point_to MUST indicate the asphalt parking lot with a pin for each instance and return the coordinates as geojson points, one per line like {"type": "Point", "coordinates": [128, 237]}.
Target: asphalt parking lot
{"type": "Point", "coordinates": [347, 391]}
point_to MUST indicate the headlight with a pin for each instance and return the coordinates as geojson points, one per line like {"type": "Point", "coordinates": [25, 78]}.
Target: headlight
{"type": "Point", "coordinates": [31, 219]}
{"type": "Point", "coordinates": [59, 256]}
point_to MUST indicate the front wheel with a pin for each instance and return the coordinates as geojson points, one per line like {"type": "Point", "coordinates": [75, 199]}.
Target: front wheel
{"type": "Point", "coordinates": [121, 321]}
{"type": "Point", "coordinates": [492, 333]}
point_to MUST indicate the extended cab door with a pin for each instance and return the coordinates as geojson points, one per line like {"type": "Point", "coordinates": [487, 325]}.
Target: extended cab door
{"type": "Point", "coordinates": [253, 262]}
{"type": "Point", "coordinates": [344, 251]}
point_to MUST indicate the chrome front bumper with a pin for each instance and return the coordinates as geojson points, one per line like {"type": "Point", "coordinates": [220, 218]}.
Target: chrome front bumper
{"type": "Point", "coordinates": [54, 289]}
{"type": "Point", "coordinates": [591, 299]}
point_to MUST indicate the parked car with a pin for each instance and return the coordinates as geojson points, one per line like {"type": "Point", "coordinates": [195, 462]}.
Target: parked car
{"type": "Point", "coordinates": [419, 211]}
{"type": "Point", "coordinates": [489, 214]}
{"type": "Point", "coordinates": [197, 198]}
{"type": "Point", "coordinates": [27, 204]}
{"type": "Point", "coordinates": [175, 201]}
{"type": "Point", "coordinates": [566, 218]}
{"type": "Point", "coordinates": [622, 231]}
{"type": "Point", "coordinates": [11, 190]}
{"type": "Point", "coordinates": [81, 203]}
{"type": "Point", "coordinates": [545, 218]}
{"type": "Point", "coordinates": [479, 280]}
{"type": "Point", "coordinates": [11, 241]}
######
**Work item**
Your answer should be every entry above, repeated exactly.

**Expected answer**
point_to MUST indicate the asphalt parking lot with a pin for each instance and return the coordinates as geojson points, one per line like {"type": "Point", "coordinates": [128, 237]}.
Target: asphalt parking lot
{"type": "Point", "coordinates": [347, 391]}
point_to MUST indicate the headlight with a pin for each instance and return the coordinates as geojson points, one per line like {"type": "Point", "coordinates": [25, 78]}.
Target: headlight
{"type": "Point", "coordinates": [31, 219]}
{"type": "Point", "coordinates": [59, 256]}
point_to MUST indicate the front wheel with a pin for each instance and return the coordinates as geojson points, one per line like {"type": "Point", "coordinates": [75, 199]}.
Target: front wheel
{"type": "Point", "coordinates": [121, 321]}
{"type": "Point", "coordinates": [492, 333]}
point_to MUST indicate the extended cab door with a pin for each instance and return the coordinates as geojson points, one per line like {"type": "Point", "coordinates": [487, 325]}.
Target: extended cab door
{"type": "Point", "coordinates": [253, 262]}
{"type": "Point", "coordinates": [344, 251]}
point_to MUST indicate the chrome front bumper with a pin for each instance and return the coordinates as geojson points, one per line like {"type": "Point", "coordinates": [220, 218]}.
Target: chrome front bumper
{"type": "Point", "coordinates": [54, 289]}
{"type": "Point", "coordinates": [591, 299]}
point_to MUST indicate the parked car with a pin for each instance and return the coordinates as geojson points, one per line like {"type": "Point", "coordinates": [195, 462]}.
Target: parked car
{"type": "Point", "coordinates": [419, 211]}
{"type": "Point", "coordinates": [489, 214]}
{"type": "Point", "coordinates": [197, 198]}
{"type": "Point", "coordinates": [27, 204]}
{"type": "Point", "coordinates": [175, 201]}
{"type": "Point", "coordinates": [566, 218]}
{"type": "Point", "coordinates": [622, 231]}
{"type": "Point", "coordinates": [11, 190]}
{"type": "Point", "coordinates": [81, 203]}
{"type": "Point", "coordinates": [545, 218]}
{"type": "Point", "coordinates": [479, 280]}
{"type": "Point", "coordinates": [11, 241]}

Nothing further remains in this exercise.